[EXCERPT TO READ]
———

I'd say that either "killing people as a sport" or "taking vengeance on the super rich" counts. As it stands, inequality is growing every year, but it remains far under the spotlight because other rivalries (eg democrats vs republicans) take most of the spotlight. Nicely shared with "racism". Yet movies about racism are seldom censored (1), which makes fox news' stance all the more remarkably wrong.



MicmasH_Wii said:


> Still, why drive the country further apart with this crap? They know the dumb people are gonna see this and immediatley turn off and get angry.


Movies (as well as games, literature, comics and other media) serve as communication tool that reflect a perception of the world. It is a reality that the political sides and incomes are becoming dangerously polarised. There's something to be said about not fueling the fire, but censorship isn't the answer. It is literally no different than blaming video games for violence.

Also: "people dumber than me might get some ideas" is a lame excuse. Those 'dumb people' find reasons for their actions anywhere. And news anchors rarely talk about it, but those dumb people get their ideas from reality, not from fiction. Ever seen the docu "bowling for Columbine"? In it, Moore draws the comparison between America and Canada. Why has the former so much violence, when all the common punchlines ('violent video games', 'violent movies', 'Marylin Manson', gun possession even...) are equally available everywhere? The answer was (and about 20 years later still is) the news media. 

Again: why does fox feel the need to crusade against a horror movie? It's not like it's a new phenomenon. And believe me: the movie really needs to step up in the gore department if it wants to compete with what's already on the market for years (why isn't Fox rallying against other horror movies?).



MicmasH_Wii said:


> There's not a fundamental difference between liberals and conservatives, we are human beings after all. Why won't Hollywood and it's multitude of directors make a movie about that?


How long has it been since you've been in a movie theater? Just about EVERY MOVIE EXCEPT THAT ONE(2) features human beings who don't give a damn about which political party they're about (okay, except the lion king...that has animals instead of humans  ).



MicmasH_Wii said:


> It's not a "powerful" idea that liberals and conservatives kill eachother, it's a shit idea and I don't know why that's okay. That's the point I'm making, Trump is irrevelant to this situation, heck maybe I could've linked a different video but I still stand by my statement, there will never be a right time for this kind of garbage.
> 
> I understand what your saying though, I don't think we're gonna start doing this to ourselves, just why give people this idea in the first place.


Hmm...I said it before: I can't make you like the movie, and I certainly won't be able to sell you on it on the basis that I haven't seen it either. Heck: I can't even truly disprove anything until then, so I can just point out that there's nothing of that in the trailer, so that "shit idea" originates in Fox directors' minds, interpreting Trump's rambling as being about The hunt.

———

[EXERCISE 1] For the forum thread above, answer yes or no to whether each statement agrees with it, quoting the deciding words: (a) the poster holds that censorship is the answer to political polarization; (b) the poster has not seen the movie; (c) the documentary the poster mentions compares America with Mexico.

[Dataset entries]
———

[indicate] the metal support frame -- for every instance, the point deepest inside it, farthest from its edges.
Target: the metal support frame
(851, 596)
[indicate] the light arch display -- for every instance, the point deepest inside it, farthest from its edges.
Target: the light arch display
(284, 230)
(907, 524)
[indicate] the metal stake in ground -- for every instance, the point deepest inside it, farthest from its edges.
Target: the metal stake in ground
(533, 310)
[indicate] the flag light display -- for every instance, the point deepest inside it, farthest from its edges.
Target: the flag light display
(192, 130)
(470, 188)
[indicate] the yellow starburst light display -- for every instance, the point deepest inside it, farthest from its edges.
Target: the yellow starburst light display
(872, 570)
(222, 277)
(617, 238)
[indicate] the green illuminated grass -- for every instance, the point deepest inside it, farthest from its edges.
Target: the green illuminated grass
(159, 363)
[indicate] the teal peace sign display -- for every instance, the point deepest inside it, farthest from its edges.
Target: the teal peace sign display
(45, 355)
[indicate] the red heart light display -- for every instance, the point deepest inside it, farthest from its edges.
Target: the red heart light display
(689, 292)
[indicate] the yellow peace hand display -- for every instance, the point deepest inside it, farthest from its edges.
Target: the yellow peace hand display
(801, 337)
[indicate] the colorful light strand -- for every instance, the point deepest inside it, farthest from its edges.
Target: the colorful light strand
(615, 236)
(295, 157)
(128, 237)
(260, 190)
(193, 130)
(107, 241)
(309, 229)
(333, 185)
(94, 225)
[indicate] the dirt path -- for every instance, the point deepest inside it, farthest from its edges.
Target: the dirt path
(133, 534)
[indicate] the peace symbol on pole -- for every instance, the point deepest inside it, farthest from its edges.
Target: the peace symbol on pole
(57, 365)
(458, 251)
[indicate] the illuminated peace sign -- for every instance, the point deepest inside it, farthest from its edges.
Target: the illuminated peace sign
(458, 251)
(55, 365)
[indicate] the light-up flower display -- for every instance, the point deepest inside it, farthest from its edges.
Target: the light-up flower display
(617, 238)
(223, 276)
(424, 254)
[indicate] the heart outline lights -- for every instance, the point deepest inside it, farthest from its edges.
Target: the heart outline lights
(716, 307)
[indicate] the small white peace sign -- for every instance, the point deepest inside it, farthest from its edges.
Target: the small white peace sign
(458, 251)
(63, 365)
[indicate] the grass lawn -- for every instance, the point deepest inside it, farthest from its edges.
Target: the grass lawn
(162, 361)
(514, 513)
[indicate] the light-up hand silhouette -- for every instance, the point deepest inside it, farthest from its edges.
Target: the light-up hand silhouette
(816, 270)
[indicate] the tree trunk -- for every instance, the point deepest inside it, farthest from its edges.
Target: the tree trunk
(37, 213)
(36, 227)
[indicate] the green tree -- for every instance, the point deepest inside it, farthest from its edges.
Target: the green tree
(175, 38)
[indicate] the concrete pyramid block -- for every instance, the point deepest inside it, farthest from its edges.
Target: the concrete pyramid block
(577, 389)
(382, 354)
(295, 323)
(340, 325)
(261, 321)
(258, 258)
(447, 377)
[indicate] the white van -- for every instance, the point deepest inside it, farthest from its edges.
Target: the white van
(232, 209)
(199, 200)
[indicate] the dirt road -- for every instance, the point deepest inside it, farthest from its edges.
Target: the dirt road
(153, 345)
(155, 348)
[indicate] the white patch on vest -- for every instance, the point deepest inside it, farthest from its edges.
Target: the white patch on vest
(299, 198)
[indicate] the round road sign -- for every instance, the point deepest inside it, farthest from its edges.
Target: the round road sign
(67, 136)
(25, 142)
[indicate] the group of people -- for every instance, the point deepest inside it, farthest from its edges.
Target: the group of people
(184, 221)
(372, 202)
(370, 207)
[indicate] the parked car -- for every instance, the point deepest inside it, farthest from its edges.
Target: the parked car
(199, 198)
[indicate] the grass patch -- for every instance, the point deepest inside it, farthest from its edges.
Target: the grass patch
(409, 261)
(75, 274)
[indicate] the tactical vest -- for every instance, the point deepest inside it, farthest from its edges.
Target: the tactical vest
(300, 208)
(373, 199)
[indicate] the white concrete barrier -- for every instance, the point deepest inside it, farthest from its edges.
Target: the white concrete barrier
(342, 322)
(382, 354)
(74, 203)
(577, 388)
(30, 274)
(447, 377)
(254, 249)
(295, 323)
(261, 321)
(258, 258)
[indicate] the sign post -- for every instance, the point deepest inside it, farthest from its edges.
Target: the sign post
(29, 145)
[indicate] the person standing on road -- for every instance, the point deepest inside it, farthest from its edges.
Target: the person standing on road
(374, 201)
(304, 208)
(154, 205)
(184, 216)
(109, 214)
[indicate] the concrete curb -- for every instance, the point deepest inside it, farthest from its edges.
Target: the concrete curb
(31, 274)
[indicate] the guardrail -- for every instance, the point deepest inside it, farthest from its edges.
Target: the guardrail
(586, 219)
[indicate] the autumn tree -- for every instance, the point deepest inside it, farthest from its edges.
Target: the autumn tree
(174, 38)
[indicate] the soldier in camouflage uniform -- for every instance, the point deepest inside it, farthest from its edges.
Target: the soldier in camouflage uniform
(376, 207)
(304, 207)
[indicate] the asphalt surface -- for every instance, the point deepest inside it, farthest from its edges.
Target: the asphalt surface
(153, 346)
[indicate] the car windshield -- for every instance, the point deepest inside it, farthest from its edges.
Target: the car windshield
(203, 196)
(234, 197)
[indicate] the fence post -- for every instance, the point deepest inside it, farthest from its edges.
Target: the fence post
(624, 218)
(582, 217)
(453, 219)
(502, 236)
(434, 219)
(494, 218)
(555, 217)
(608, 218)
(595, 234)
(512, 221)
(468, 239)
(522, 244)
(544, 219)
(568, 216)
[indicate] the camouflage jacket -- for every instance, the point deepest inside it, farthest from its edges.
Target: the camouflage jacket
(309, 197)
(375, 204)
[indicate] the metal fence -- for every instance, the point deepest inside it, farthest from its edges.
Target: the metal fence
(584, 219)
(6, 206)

———

[EXERCISE 2] Report every line of the records above that contains the word "green", treating uppercase and lowercase as different.

[FINAL ANSWER 1]
(a) No: "censorship isn't the answer."
(b) Yes: "I haven't seen it either."
(c) No: "Moore draws the comparison between America and Canada."

[FINAL ANSWER 2]
[indicate] the green illuminated grass -- for every instance, the point deepest inside it, farthest from its edges.
Target: the green illuminated grass
[indicate] the green tree -- for every instance, the point deepest inside it, farthest from its edges.
Target: the green tree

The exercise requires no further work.